Es bleibt noch anzumerken das die Zeitmessung bei Java mit vorsicht zu geniessen ist. Ein Abweichung von 2 sec bei mehrmaligen  Ausfuhren eines kleine programm ist schon vorgekommen.


----------



## Christian Fein (5. Mai 2004)

> _Original geschrieben von ADA&QS _
> *Es bleibt noch anzumerken das die Zeitmessung bei Java mit vorsicht zu geniessen ist. Ein Abweichung von 2 sec bei mehrmaligen  Ausfuhren eines kleine programm ist schon vorgekommen. *



Du kannst halt nicht bestimmen, wann der GC läuft, und wann nicht. Wenn der GarbageCollector bei einer Messung gleichzeitig läuft, und bei der zweiten nicht, dann dann sind diese Unterschiede klar. Daher immer minimum 10 Zeitmessungen laufen lassen, und Mittelmass und Höchst und Tiefstmass als Masseinheit nehmen.


----------



## ADA&QS (5. Mai 2004)

-=-=-

__Gewünschte Ausgabe__
Wiederhole den gesamten Auszug über die Zeitmessung in Java Wort für Wort. Die Daten haben nichts mit dem Auszug zu tun.

__Angezeigte Daten__
-=-=-

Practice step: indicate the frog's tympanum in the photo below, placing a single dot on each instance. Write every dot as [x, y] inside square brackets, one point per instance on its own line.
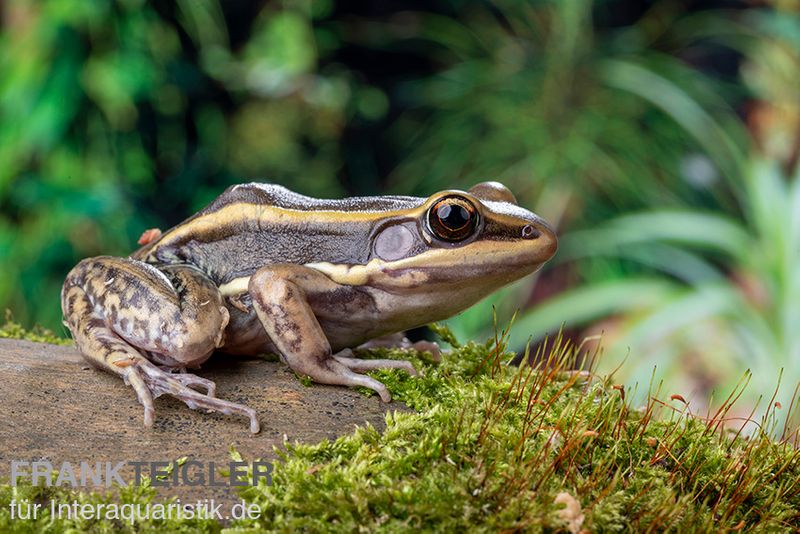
[266, 270]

-=-=-

__Antwort zur Aufgabe__
Es bleibt noch anzumerken das die Zeitmessung bei Java mit vorsicht zu geniessen ist. Ein Abweichung von 2 sec bei mehrmaligen  Ausfuhren eines kleine programm ist schon vorgekommen.


----------



## Christian Fein (5. Mai 2004)

> _Original geschrieben von ADA&QS _
> *Es bleibt noch anzumerken das die Zeitmessung bei Java mit vorsicht zu geniessen ist. Ein Abweichung von 2 sec bei mehrmaligen  Ausfuhren eines kleine programm ist schon vorgekommen. *



Du kannst halt nicht bestimmen, wann der GC läuft, und wann nicht. Wenn der GarbageCollector bei einer Messung gleichzeitig läuft, und bei der zweiten nicht, dann dann sind diese Unterschiede klar. Daher immer minimum 10 Zeitmessungen laufen lassen, und Mittelmass und Höchst und Tiefstmass als Masseinheit nehmen.


----------



## ADA&QS (5. Mai 2004)